▸ Source data
####

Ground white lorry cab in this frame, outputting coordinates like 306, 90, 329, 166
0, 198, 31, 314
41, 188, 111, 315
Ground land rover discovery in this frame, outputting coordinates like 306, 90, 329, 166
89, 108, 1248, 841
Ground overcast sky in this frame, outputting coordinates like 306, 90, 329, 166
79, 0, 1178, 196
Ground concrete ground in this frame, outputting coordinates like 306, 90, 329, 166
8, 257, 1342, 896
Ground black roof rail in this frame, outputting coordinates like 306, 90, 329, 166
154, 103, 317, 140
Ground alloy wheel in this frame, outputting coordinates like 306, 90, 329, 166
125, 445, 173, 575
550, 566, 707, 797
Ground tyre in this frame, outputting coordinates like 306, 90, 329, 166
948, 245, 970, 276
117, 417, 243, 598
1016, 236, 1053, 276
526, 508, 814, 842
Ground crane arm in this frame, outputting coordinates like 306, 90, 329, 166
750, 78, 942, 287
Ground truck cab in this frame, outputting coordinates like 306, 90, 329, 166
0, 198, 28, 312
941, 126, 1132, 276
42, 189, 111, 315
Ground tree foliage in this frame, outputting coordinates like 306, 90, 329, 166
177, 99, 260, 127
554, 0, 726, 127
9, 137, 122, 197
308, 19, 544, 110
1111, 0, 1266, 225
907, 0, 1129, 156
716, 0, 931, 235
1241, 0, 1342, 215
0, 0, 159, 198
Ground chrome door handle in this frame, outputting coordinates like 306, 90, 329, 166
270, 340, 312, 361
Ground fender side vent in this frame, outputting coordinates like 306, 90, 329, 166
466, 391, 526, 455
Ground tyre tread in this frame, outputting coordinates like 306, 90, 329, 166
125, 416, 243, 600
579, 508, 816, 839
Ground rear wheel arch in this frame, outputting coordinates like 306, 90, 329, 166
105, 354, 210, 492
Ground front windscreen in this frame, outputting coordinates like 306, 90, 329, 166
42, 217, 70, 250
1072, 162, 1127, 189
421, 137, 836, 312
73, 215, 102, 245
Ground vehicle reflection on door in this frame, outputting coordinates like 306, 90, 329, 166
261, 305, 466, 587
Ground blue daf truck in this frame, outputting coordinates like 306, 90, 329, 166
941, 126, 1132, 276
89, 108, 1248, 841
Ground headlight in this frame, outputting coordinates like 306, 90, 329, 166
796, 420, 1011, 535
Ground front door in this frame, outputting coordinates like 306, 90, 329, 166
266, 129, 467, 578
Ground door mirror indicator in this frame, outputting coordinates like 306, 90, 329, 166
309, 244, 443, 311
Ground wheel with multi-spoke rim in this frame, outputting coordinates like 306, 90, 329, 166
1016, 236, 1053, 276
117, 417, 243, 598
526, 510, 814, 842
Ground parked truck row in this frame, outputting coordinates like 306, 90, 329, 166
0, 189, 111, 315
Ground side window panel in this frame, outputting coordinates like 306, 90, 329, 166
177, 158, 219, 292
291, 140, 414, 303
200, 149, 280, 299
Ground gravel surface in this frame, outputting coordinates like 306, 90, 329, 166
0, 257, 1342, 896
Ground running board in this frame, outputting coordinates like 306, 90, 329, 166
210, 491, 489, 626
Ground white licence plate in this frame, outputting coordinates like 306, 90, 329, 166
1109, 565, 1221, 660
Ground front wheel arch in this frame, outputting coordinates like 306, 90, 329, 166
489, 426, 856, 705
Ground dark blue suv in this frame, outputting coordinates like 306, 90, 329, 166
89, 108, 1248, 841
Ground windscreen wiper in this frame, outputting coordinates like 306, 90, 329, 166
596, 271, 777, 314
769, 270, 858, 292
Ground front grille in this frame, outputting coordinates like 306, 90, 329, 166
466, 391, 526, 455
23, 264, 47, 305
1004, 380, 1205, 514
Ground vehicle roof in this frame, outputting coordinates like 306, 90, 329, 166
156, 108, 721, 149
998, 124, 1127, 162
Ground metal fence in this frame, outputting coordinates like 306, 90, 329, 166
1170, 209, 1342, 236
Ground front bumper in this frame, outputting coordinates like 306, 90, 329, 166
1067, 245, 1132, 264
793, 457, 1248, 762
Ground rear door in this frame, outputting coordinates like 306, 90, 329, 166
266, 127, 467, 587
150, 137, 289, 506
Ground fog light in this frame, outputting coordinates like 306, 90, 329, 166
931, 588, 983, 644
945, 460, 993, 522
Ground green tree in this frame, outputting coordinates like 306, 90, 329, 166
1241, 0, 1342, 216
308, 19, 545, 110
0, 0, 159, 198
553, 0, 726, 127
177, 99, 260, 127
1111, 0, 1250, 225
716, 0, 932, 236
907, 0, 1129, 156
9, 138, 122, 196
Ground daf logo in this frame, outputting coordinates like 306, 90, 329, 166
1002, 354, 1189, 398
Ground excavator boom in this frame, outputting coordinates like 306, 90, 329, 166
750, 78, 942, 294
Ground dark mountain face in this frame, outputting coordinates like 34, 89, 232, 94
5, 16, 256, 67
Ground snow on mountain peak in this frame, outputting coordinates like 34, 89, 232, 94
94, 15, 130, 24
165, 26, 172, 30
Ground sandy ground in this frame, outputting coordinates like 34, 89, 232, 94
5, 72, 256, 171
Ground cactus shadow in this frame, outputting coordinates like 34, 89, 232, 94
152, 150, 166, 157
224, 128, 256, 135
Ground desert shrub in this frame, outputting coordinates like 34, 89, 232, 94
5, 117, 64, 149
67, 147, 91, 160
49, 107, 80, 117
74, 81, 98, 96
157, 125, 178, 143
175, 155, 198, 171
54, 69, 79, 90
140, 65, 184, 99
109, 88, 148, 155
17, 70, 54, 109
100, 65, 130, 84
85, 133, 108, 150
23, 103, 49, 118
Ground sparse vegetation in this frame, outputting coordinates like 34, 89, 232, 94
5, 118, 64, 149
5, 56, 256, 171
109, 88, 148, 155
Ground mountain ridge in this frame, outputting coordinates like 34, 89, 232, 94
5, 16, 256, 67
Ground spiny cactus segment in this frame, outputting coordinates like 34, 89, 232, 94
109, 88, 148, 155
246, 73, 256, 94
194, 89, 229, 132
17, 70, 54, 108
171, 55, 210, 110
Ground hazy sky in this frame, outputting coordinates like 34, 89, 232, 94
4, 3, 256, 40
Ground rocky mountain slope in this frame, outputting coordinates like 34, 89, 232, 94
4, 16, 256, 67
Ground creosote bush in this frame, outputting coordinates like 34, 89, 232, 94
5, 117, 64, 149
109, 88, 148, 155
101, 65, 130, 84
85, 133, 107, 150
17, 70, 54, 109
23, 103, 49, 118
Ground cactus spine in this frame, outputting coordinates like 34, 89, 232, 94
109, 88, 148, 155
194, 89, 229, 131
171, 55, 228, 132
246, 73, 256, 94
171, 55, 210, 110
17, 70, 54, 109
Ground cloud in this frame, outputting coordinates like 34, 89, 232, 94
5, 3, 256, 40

####

▸ Goal of the exercise
Convert all of the lines above into a Markdown table with the columns Row and Line. Number each row, and leave out any blank lines.

▸ Task response
| Row | Line |
|---|---|
| 1 | Ground white lorry cab in this frame, outputting coordinates like 306, 90, 329, 166 |
| 2 | 0, 198, 31, 314 |
| 3 | 41, 188, 111, 315 |
| 4 | Ground land rover discovery in this frame, outputting coordinates like 306, 90, 329, 166 |
| 5 | 89, 108, 1248, 841 |
| 6 | Ground overcast sky in this frame, outputting coordinates like 306, 90, 329, 166 |
| 7 | 79, 0, 1178, 196 |
| 8 | Ground concrete ground in this frame, outputting coordinates like 306, 90, 329, 166 |
| 9 | 8, 257, 1342, 896 |
| 10 | Ground black roof rail in this frame, outputting coordinates like 306, 90, 329, 166 |
| 11 | 154, 103, 317, 140 |
| 12 | Ground alloy wheel in this frame, outputting coordinates like 306, 90, 329, 166 |
| 13 | 125, 445, 173, 575 |
| 14 | 550, 566, 707, 797 |
| 15 | Ground tyre in this frame, outputting coordinates like 306, 90, 329, 166 |
| 16 | 948, 245, 970, 276 |
| 17 | 117, 417, 243, 598 |
| 18 | 1016, 236, 1053, 276 |
| 19 | 526, 508, 814, 842 |
| 20 | Ground crane arm in this frame, outputting coordinates like 306, 90, 329, 166 |
| 21 | 750, 78, 942, 287 |
| 22 | Ground truck cab in this frame, outputting coordinates like 306, 90, 329, 166 |
| 23 | 0, 198, 28, 312 |
| 24 | 941, 126, 1132, 276 |
| 25 | 42, 189, 111, 315 |
| 26 | Ground tree foliage in this frame, outputting coordinates like 306, 90, 329, 166 |
| 27 | 177, 99, 260, 127 |
| 28 | 554, 0, 726, 127 |
| 29 | 9, 137, 122, 197 |
| 30 | 308, 19, 544, 110 |
| 31 | 1111, 0, 1266, 225 |
| 32 | 907, 0, 1129, 156 |
| 33 | 716, 0, 931, 235 |
| 34 | 1241, 0, 1342, 215 |
| 35 | 0, 0, 159, 198 |
| 36 | Ground chrome door handle in this frame, outputting coordinates like 306, 90, 329, 166 |
| 37 | 270, 340, 312, 361 |
| 38 | Ground fender side vent in this frame, outputting coordinates like 306, 90, 329, 166 |
| 39 | 466, 391, 526, 455 |
| 40 | Ground tyre tread in this frame, outputting coordinates like 306, 90, 329, 166 |
| 41 | 125, 416, 243, 600 |
| 42 | 579, 508, 816, 839 |
| 43 | Ground rear wheel arch in this frame, outputting coordinates like 306, 90, 329, 166 |
| 44 | 105, 354, 210, 492 |
| 45 | Ground front windscreen in this frame, outputting coordinates like 306, 90, 329, 166 |
| 46 | 42, 217, 70, 250 |
| 47 | 1072, 162, 1127, 189 |
| 48 | 421, 137, 836, 312 |
| 49 | 73, 215, 102, 245 |
| 50 | Ground vehicle reflection on door in this frame, outputting coordinates like 306, 90, 329, 166 |
| 51 | 261, 305, 466, 587 |
| 52 | Ground blue daf truck in this frame, outputting coordinates like 306, 90, 329, 166 |
| 53 | 941, 126, 1132, 276 |
| 54 | 89, 108, 1248, 841 |
| 55 | Ground headlight in this frame, outputting coordinates like 306, 90, 329, 166 |
| 56 | 796, 420, 1011, 535 |
| 57 | Ground front door in this frame, outputting coordinates like 306, 90, 329, 166 |
| 58 | 266, 129, 467, 578 |
| 59 | Ground door mirror indicator in this frame, outputting coordinates like 306, 90, 329, 166 |
| 60 | 309, 244, 443, 311 |
| 61 | Ground wheel with multi-spoke rim in this frame, outputting coordinates like 306, 90, 329, 166 |
| 62 | 1016, 236, 1053, 276 |
| 63 | 117, 417, 243, 598 |
| 64 | 526, 510, 814, 842 |
| 65 | Ground parked truck row in this frame, outputting coordinates like 306, 90, 329, 166 |
| 66 | 0, 189, 111, 315 |
| 67 | Ground side window panel in this frame, outputting coordinates like 306, 90, 329, 166 |
| 68 | 177, 158, 219, 292 |
| 69 | 291, 140, 414, 303 |
| 70 | 200, 149, 280, 299 |
| 71 | Ground gravel surface in this frame, outputting coordinates like 306, 90, 329, 166 |
| 72 | 0, 257, 1342, 896 |
| 73 | Ground running board in this frame, outputting coordinates like 306, 90, 329, 166 |
| 74 | 210, 491, 489, 626 |
| 75 | Ground white licence plate in this frame, outputting coordinates like 306, 90, 329, 166 |
| 76 | 1109, 565, 1221, 660 |
| 77 | Ground front wheel arch in this frame, outputting coordinates like 306, 90, 329, 166 |
| 78 | 489, 426, 856, 705 |
| 79 | Ground dark blue suv in this frame, outputting coordinates like 306, 90, 329, 166 |
| 80 | 89, 108, 1248, 841 |
| 81 | Ground windscreen wiper in this frame, outputting coordinates like 306, 90, 329, 166 |
| 82 | 596, 271, 777, 314 |
| 83 | 769, 270, 858, 292 |
| 84 | Ground front grille in this frame, outputting coordinates like 306, 90, 329, 166 |
| 85 | 466, 391, 526, 455 |
| 86 | 23, 264, 47, 305 |
| 87 | 1004, 380, 1205, 514 |
| 88 | Ground vehicle roof in this frame, outputting coordinates like 306, 90, 329, 166 |
| 89 | 156, 108, 721, 149 |
| 90 | 998, 124, 1127, 162 |
| 91 | Ground metal fence in this frame, outputting coordinates like 306, 90, 329, 166 |
| 92 | 1170, 209, 1342, 236 |
| 93 | Ground front bumper in this frame, outputting coordinates like 306, 90, 329, 166 |
| 94 | 1067, 245, 1132, 264 |
| 95 | 793, 457, 1248, 762 |
| 96 | Ground rear door in this frame, outputting coordinates like 306, 90, 329, 166 |
| 97 | 266, 127, 467, 587 |
| 98 | 150, 137, 289, 506 |
| 99 | Ground fog light in this frame, outputting coordinates like 306, 90, 329, 166 |
| 100 | 931, 588, 983, 644 |
| 101 | 945, 460, 993, 522 |
| 102 | Ground green tree in this frame, outputting coordinates like 306, 90, 329, 166 |
| 103 | 1241, 0, 1342, 216 |
| 104 | 308, 19, 545, 110 |
| 105 | 0, 0, 159, 198 |
| 106 | 553, 0, 726, 127 |
| 107 | 177, 99, 260, 127 |
| 108 | 1111, 0, 1250, 225 |
| 109 | 716, 0, 932, 236 |
| 110 | 907, 0, 1129, 156 |
| 111 | 9, 138, 122, 196 |
| 112 | Ground daf logo in this frame, outputting coordinates like 306, 90, 329, 166 |
| 113 | 1002, 354, 1189, 398 |
| 114 | Ground excavator boom in this frame, outputting coordinates like 306, 90, 329, 166 |
| 115 | 750, 78, 942, 294 |
| 116 | Ground dark mountain face in this frame, outputting coordinates like 34, 89, 232, 94 |
| 117 | 5, 16, 256, 67 |
| 118 | Ground snow on mountain peak in this frame, outputting coordinates like 34, 89, 232, 94 |
| 119 | 94, 15, 130, 24 |
| 120 | 165, 26, 172, 30 |
| 121 | Ground sandy ground in this frame, outputting coordinates like 34, 89, 232, 94 |
| 122 | 5, 72, 256, 171 |
| 123 | Ground cactus shadow in this frame, outputting coordinates like 34, 89, 232, 94 |
| 124 | 152, 150, 166, 157 |
| 125 | 224, 128, 256, 135 |
| 126 | Ground desert shrub in this frame, outputting coordinates like 34, 89, 232, 94 |
| 127 | 5, 117, 64, 149 |
| 128 | 67, 147, 91, 160 |
| 129 | 49, 107, 80, 117 |
| 130 | 74, 81, 98, 96 |
| 131 | 157, 125, 178, 143 |
| 132 | 175, 155, 198, 171 |
| 133 | 54, 69, 79, 90 |
| 134 | 140, 65, 184, 99 |
| 135 | 109, 88, 148, 155 |
| 136 | 17, 70, 54, 109 |
| 137 | 100, 65, 130, 84 |
| 138 | 85, 133, 108, 150 |
| 139 | 23, 103, 49, 118 |
| 140 | Ground sparse vegetation in this frame, outputting coordinates like 34, 89, 232, 94 |
| 141 | 5, 118, 64, 149 |
| 142 | 5, 56, 256, 171 |
| 143 | 109, 88, 148, 155 |
| 144 | Ground mountain ridge in this frame, outputting coordinates like 34, 89, 232, 94 |
| 145 | 5, 16, 256, 67 |
| 146 | Ground spiny cactus segment in this frame, outputting coordinates like 34, 89, 232, 94 |
| 147 | 109, 88, 148, 155 |
| 148 | 246, 73, 256, 94 |
| 149 | 194, 89, 229, 132 |
| 150 | 17, 70, 54, 108 |
| 151 | 171, 55, 210, 110 |
| 152 | Ground hazy sky in this frame, outputting coordinates like 34, 89, 232, 94 |
| 153 | 4, 3, 256, 40 |
| 154 | Ground rocky mountain slope in this frame, outputting coordinates like 34, 89, 232, 94 |
| 155 | 4, 16, 256, 67 |
| 156 | Ground creosote bush in this frame, outputting coordinates like 34, 89, 232, 94 |
| 157 | 5, 117, 64, 149 |
| 158 | 109, 88, 148, 155 |
| 159 | 101, 65, 130, 84 |
| 160 | 85, 133, 107, 150 |
| 161 | 17, 70, 54, 109 |
| 162 | 23, 103, 49, 118 |
| 163 | Ground cactus spine in this frame, outputting coordinates like 34, 89, 232, 94 |
| 164 | 109, 88, 148, 155 |
| 165 | 194, 89, 229, 131 |
| 166 | 171, 55, 228, 132 |
| 167 | 246, 73, 256, 94 |
| 168 | 171, 55, 210, 110 |
| 169 | 17, 70, 54, 109 |
| 170 | Ground cloud in this frame, outputting coordinates like 34, 89, 232, 94 |
| 171 | 5, 3, 256, 40 |